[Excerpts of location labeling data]
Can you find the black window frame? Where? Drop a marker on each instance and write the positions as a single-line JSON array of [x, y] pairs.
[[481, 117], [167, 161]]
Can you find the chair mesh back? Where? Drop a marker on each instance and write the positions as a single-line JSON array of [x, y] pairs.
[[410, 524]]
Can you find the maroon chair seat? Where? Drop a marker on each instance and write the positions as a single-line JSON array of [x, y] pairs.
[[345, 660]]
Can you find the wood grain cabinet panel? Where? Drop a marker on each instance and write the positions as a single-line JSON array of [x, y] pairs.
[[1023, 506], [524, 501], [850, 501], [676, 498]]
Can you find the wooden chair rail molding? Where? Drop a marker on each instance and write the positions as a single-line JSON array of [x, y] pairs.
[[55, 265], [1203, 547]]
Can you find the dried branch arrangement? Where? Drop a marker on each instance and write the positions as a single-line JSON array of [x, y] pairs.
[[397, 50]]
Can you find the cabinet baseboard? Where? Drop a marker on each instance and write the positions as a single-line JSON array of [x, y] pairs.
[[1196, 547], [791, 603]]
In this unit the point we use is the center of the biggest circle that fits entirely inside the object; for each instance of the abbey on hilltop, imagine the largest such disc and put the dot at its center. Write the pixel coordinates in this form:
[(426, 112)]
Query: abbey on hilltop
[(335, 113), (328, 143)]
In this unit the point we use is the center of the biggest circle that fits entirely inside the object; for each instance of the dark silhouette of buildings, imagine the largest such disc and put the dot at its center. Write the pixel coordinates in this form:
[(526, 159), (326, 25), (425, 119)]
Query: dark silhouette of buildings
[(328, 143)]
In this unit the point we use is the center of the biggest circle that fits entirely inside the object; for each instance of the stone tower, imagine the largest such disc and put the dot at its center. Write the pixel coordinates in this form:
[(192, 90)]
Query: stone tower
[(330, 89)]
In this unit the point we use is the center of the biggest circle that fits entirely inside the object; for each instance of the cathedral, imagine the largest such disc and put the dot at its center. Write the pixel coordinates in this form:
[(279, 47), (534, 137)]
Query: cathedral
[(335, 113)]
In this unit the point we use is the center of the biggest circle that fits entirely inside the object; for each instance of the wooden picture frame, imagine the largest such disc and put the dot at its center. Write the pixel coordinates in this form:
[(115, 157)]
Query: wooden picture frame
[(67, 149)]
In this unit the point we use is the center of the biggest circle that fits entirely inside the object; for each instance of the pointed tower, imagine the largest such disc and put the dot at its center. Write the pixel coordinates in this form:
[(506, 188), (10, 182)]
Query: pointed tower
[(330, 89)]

- **Task objective**
Copy out the lines of the data between the lines holding "of the wooden" and "[(67, 149)]", inclusive, with "picture frame" replaced by "mirror frame" throughout and everything else left unchanged.

- **Answer for this exercise**
In this unit the point we use is the center of the biggest circle that fits entirely inside the object; for each instance of the wooden mirror frame, imagine the largest such disc and put the dot at its center. Write the pixel coordinates in this form:
[(115, 157)]
Query: wooden mirror frame
[(67, 149)]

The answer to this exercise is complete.